— Begin —

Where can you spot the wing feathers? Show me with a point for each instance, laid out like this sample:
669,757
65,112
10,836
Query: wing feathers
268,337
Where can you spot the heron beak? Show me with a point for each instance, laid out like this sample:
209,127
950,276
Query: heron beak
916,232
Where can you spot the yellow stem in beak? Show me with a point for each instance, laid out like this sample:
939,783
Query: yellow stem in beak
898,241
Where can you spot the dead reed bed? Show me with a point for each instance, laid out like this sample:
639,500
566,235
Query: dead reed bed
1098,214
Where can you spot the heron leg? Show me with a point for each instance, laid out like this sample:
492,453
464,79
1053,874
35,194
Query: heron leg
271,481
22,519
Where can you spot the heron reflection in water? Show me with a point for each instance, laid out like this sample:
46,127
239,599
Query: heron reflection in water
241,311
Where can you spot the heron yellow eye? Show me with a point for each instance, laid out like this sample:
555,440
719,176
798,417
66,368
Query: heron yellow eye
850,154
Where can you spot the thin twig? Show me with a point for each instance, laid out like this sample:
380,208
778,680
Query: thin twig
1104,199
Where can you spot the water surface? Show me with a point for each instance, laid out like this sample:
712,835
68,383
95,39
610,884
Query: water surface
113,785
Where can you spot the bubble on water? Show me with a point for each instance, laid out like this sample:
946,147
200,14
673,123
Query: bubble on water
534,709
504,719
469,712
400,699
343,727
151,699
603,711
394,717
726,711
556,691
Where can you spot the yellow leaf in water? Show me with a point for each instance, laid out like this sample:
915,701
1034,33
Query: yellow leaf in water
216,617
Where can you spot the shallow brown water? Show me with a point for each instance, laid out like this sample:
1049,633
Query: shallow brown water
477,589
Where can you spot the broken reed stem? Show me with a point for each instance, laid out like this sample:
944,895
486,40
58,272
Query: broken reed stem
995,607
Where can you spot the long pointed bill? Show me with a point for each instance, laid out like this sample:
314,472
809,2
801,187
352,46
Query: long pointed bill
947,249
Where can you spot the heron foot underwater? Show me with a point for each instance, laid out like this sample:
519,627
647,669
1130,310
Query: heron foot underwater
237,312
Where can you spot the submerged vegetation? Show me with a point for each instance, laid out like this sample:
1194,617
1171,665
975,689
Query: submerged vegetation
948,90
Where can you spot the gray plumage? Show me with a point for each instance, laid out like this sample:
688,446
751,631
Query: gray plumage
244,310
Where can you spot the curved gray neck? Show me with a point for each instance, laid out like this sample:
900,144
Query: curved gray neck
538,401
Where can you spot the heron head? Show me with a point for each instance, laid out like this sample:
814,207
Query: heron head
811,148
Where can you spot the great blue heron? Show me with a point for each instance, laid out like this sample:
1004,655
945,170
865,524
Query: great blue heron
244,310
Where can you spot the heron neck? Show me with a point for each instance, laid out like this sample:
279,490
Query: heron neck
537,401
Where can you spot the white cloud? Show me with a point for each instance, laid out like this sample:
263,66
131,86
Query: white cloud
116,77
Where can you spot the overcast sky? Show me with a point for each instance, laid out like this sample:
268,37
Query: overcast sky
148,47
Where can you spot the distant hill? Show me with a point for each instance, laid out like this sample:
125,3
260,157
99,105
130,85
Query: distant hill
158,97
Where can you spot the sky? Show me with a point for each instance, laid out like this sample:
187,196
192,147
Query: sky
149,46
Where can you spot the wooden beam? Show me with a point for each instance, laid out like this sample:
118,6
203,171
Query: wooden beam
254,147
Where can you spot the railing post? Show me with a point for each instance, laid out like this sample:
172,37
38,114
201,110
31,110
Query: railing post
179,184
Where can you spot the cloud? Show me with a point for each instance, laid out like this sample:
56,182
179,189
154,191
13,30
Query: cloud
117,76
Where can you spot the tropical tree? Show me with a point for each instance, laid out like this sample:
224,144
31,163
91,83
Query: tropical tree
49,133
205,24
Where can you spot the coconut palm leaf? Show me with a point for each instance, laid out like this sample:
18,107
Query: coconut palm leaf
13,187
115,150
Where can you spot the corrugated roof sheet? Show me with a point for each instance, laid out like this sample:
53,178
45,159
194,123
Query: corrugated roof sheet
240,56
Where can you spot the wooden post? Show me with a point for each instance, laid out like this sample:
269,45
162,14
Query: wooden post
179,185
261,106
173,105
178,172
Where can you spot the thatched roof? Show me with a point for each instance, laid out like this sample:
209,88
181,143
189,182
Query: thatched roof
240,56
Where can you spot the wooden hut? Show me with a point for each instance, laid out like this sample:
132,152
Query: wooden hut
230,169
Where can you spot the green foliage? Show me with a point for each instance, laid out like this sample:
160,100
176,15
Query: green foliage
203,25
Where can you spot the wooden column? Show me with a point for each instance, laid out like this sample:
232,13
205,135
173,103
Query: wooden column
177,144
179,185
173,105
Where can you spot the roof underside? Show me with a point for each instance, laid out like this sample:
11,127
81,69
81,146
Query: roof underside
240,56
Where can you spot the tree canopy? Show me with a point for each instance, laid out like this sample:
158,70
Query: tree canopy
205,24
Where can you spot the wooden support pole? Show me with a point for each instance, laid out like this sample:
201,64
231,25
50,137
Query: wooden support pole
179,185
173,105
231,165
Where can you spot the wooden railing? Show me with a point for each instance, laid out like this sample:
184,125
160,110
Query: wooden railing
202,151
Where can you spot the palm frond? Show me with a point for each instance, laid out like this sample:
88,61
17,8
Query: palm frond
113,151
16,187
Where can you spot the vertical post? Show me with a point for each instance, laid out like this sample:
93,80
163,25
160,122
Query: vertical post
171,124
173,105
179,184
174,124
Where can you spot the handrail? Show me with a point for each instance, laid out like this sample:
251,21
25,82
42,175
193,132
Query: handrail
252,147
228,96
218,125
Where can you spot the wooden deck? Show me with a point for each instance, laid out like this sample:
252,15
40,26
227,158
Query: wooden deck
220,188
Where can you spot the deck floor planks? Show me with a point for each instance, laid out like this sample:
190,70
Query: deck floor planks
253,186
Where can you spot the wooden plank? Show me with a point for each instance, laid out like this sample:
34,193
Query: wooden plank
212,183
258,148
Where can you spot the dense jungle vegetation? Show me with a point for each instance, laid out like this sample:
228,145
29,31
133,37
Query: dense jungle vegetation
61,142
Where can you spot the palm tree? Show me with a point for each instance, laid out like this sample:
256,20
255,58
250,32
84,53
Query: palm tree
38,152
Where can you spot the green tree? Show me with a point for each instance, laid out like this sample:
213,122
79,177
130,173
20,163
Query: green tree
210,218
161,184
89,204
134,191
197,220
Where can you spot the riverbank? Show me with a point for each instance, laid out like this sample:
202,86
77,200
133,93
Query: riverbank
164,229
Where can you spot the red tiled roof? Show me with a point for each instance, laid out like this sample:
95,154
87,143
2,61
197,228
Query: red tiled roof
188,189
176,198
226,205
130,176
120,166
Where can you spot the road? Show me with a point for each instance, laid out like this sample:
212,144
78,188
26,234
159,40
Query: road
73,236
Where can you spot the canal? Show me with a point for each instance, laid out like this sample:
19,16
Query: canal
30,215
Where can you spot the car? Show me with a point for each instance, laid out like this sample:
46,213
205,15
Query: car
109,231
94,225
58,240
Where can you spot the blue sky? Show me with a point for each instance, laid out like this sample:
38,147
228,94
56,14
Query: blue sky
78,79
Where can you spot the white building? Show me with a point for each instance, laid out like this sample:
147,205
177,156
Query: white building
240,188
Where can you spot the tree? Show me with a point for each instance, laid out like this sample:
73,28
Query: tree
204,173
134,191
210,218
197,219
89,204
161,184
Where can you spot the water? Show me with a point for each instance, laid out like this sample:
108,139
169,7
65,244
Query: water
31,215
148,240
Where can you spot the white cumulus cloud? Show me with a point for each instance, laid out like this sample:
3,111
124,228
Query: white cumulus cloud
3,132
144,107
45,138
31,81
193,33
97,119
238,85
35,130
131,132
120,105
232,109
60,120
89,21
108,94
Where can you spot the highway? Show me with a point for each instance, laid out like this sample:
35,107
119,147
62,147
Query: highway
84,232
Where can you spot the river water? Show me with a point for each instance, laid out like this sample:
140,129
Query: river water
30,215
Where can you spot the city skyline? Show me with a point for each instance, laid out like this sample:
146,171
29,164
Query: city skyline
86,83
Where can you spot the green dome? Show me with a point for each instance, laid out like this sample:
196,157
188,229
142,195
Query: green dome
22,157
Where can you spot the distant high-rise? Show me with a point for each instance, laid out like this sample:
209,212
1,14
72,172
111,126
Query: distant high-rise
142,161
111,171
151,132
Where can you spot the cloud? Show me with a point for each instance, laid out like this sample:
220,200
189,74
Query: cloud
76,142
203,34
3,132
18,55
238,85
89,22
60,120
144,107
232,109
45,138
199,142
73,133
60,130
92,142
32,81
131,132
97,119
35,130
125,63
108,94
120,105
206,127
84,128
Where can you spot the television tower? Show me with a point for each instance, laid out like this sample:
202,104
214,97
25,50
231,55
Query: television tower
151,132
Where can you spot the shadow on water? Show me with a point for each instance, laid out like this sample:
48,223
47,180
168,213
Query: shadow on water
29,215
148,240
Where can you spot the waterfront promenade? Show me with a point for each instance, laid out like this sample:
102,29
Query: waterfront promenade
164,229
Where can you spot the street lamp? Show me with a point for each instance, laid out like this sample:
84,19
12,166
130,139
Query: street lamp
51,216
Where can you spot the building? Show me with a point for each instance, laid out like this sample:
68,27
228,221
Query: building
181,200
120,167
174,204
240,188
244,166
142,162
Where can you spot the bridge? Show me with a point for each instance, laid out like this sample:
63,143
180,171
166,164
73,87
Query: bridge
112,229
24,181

— End —

Aim of the task >> Rewrite the records as a numbered list, starting at the line that contains "Where can you spot the street" and ending at the last line of the records. Leave out any blank lines.

Response to this task >>
1. Where can you spot the street lamp? Show me with a point for each instance, laid out like this sample:
2. 84,19
3. 12,166
4. 130,139
5. Query: street lamp
6. 51,216
7. Where can you spot the building? Show me with a point for each instance, laid out like this sample:
8. 68,27
9. 228,221
10. Query: building
11. 181,200
12. 120,167
13. 174,204
14. 240,188
15. 244,166
16. 142,162
17. Where can you spot the bridge? Show me with a point for each instance, laid out like this sample:
18. 63,143
19. 180,171
20. 166,164
21. 73,87
22. Query: bridge
23. 112,229
24. 24,181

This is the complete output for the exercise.